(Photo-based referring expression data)
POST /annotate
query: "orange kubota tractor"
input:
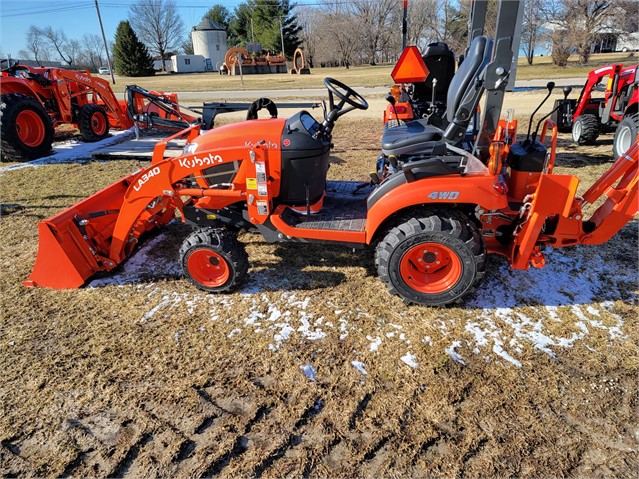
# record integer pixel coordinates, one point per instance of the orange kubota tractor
(616, 108)
(432, 222)
(36, 100)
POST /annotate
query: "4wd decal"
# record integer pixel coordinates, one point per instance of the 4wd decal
(444, 195)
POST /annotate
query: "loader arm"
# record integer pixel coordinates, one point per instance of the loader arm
(81, 83)
(100, 232)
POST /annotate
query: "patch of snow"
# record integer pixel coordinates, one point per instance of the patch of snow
(453, 354)
(73, 150)
(375, 344)
(410, 360)
(235, 332)
(309, 372)
(359, 366)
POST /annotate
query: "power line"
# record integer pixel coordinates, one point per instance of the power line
(67, 8)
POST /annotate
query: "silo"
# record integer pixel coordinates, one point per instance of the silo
(209, 40)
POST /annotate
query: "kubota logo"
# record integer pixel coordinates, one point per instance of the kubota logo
(199, 162)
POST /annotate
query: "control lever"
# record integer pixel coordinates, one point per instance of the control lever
(566, 90)
(391, 99)
(550, 86)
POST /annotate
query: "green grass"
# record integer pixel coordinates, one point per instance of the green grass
(361, 76)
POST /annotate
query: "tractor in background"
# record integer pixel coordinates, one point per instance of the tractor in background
(37, 100)
(432, 221)
(617, 110)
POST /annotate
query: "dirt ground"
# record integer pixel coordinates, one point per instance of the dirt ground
(312, 369)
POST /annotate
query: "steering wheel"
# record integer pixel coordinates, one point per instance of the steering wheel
(8, 65)
(344, 93)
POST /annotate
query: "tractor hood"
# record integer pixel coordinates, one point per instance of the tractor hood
(242, 134)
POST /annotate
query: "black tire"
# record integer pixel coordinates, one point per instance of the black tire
(585, 129)
(18, 143)
(625, 134)
(93, 123)
(450, 233)
(214, 260)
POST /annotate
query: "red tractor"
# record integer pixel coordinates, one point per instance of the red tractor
(616, 108)
(36, 100)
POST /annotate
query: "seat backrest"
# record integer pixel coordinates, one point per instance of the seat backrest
(440, 61)
(479, 55)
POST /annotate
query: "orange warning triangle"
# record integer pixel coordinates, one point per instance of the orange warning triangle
(410, 67)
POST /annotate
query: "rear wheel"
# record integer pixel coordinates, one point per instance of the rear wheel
(213, 260)
(625, 135)
(94, 123)
(26, 129)
(434, 260)
(585, 129)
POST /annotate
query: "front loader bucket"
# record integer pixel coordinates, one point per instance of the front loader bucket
(74, 244)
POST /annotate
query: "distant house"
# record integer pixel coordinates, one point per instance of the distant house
(33, 63)
(190, 64)
(157, 64)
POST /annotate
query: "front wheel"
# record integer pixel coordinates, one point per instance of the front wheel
(625, 135)
(214, 261)
(26, 129)
(433, 260)
(585, 129)
(94, 123)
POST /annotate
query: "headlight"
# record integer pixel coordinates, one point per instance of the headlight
(190, 148)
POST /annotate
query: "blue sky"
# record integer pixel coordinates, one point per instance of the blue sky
(77, 17)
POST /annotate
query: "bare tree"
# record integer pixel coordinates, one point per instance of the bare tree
(576, 24)
(422, 22)
(586, 19)
(91, 54)
(530, 32)
(37, 45)
(59, 42)
(308, 19)
(158, 25)
(339, 42)
(374, 17)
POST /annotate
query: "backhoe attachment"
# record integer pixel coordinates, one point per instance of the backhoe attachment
(553, 214)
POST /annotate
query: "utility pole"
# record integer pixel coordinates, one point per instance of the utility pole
(106, 46)
(282, 38)
(404, 25)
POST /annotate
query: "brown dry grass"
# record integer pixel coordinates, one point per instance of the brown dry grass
(361, 76)
(152, 378)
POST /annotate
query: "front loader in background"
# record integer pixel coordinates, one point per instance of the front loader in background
(432, 222)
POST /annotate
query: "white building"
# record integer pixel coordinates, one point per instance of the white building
(188, 63)
(209, 41)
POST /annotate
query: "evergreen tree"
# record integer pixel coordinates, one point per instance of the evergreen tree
(259, 20)
(131, 58)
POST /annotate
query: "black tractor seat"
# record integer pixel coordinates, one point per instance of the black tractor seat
(414, 137)
(466, 88)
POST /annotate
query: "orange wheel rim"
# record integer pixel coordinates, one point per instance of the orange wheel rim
(430, 268)
(208, 268)
(30, 128)
(98, 123)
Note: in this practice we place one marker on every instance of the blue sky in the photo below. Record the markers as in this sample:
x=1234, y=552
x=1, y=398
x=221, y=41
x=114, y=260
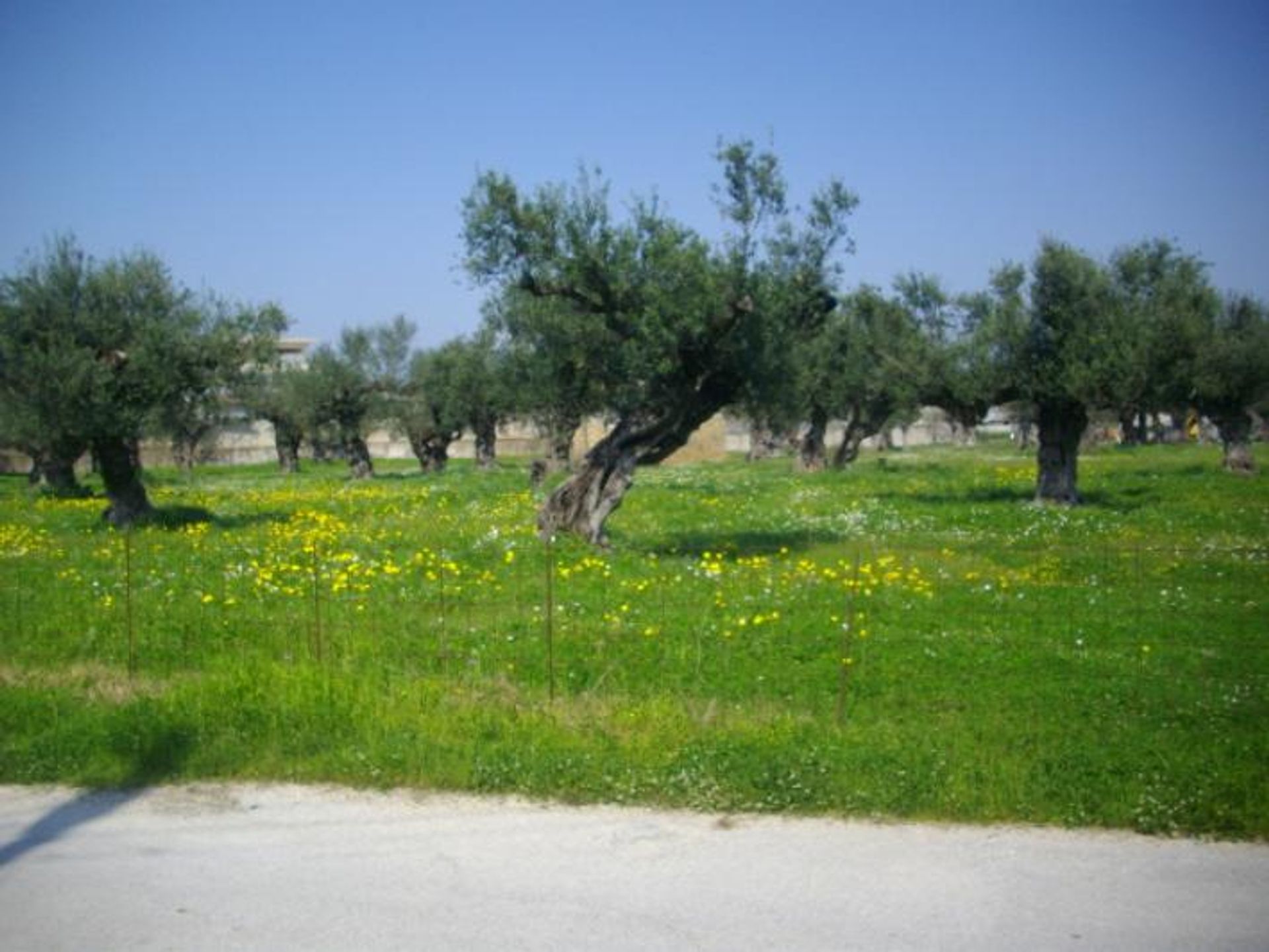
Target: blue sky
x=317, y=154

> [WHAT TO PRODUCE] Please write out all of the data verbatim, with no pictures in the copy.

> [SOLUTION FOR THIS EXERCISE]
POST /annotate
query: "orange kubota tractor"
input:
# record integer pixel coordinates, one point per instance of the orange kubota tractor
(616, 108)
(432, 222)
(36, 100)
POST /annotate
query: "4wd decal"
# record integer pixel coordinates, one point per instance of the 4wd decal
(444, 195)
POST /annotate
query: "loader arm"
# record integer pixel coordinates, one point per instance of the loader arm
(81, 83)
(100, 232)
POST /annotate
query: "patch of snow"
# record integer pixel coordinates, one point per instance of the patch of snow
(453, 354)
(73, 150)
(375, 344)
(410, 360)
(235, 332)
(309, 372)
(359, 366)
POST /annotate
query: "power line"
# record integer pixel coordinates, one point per instance of the power line
(67, 8)
POST /annotate
query: "silo"
# record integer pixel coordinates, one point per instance of the silo
(209, 40)
POST /annotate
query: "kubota logo"
# record integer pixel coordinates, one point per instance of the kubota logo
(199, 162)
POST /annotate
query: "control lever"
# record integer pixel coordinates, one point per instance of the control lever
(566, 90)
(391, 99)
(550, 86)
POST /annotate
query: "green grass"
# record integer pixel coordinates, one point per instance of the green grass
(361, 76)
POST /annotate
query: "tractor in background"
# record integer pixel coordinates, one point per instance of the tractor in background
(37, 100)
(432, 221)
(617, 110)
POST /annotate
query: "dirt ground"
# record integer pixel coordinates, one point per instance of the dirt ground
(312, 369)
POST /annotate
query: "steering wheel"
# record integer pixel coordinates, one point per instance of the steering wheel
(8, 65)
(344, 93)
POST /annotate
query: "tractor hood"
# record integer pixel coordinates, one point per instance of the tractor hood
(242, 134)
POST /annotate
query: "black tire"
# record integer pixel coordinates, one point per instance of the black tire
(585, 129)
(18, 143)
(625, 134)
(93, 123)
(450, 233)
(214, 260)
POST /annotate
query: "red tractor"
# record integer pixel coordinates, one point per instance of the red tractor
(616, 108)
(36, 100)
POST /annotate
query: "seat backrest"
# record integer pixel coordinates, one point per instance of the seat backrest
(440, 61)
(479, 55)
POST /annotate
query: "orange warning triangle"
# record integer pixel coordinates, one point per instance of the orange warning triangle
(410, 67)
POST /annotate
query: "rear wheel"
# record integer pixel coordinates, one point per instance of the rear wheel
(213, 260)
(625, 135)
(94, 123)
(26, 129)
(434, 260)
(585, 129)
POST /annotate
query: "front loader bucket"
# record integer pixel coordinates, one point per instance of the front loader bucket
(74, 244)
POST /annotate
query: "distant house"
# record integer pixel coordinates, one point per instance of the distant house
(33, 63)
(190, 64)
(157, 64)
POST /annotate
query: "front wheel"
# record integer pixel coordinates, one point per instance of the front wheel
(625, 135)
(214, 261)
(26, 129)
(433, 260)
(585, 129)
(94, 123)
POST /annotate
query: "headlight"
# record integer pixel coordinates, one point per instance of the headlight
(190, 148)
POST /annotate
query: "blue sky"
# record integer pixel coordinates, one point per instance of the blue sky
(77, 17)
POST /annotate
query: "bare tree"
# record integer pixel coordinates, one point per instance of the bare tree
(576, 24)
(422, 22)
(586, 19)
(91, 54)
(530, 32)
(37, 45)
(59, 42)
(308, 19)
(158, 25)
(339, 42)
(374, 17)
POST /annotate
query: "backhoe attachment"
# record integer pixel coordinates, one point per instance of the backhoe attachment
(553, 214)
POST /annotate
query: "utility pole"
# record integer pixel coordinates, one point per instance of the utility pole
(106, 46)
(282, 38)
(404, 25)
POST /annotate
query: "brown dry grass"
# record integer pixel coordinates, one point per instance of the brown dry grass
(361, 76)
(152, 378)
POST /annotate
query: "front loader in background"
# record integer pixel coordinates, one point per instance of the front loader in background
(432, 222)
POST /annotate
query: "white building"
# record integer pixel coordinates, one point per instance of the white building
(188, 63)
(209, 41)
POST /annotate
query: "evergreen tree"
# record integer pixel coordinates, one point per instance of the evergreen tree
(259, 20)
(131, 58)
POST /annotate
query: "black tractor seat"
# record integer pixel coordinates, one point per instance of the black tractor seat
(414, 137)
(466, 88)
POST /annotate
query: "orange wheel rim"
# record integer pixel coordinates, one point per instance of the orange wheel rim
(430, 268)
(208, 268)
(30, 128)
(98, 123)
Note: in this practice we place one marker on every instance of the blue sky in the photo below. Record the markers as in this sample:
x=1234, y=552
x=1, y=398
x=221, y=41
x=114, y=260
Target: blue sky
x=317, y=154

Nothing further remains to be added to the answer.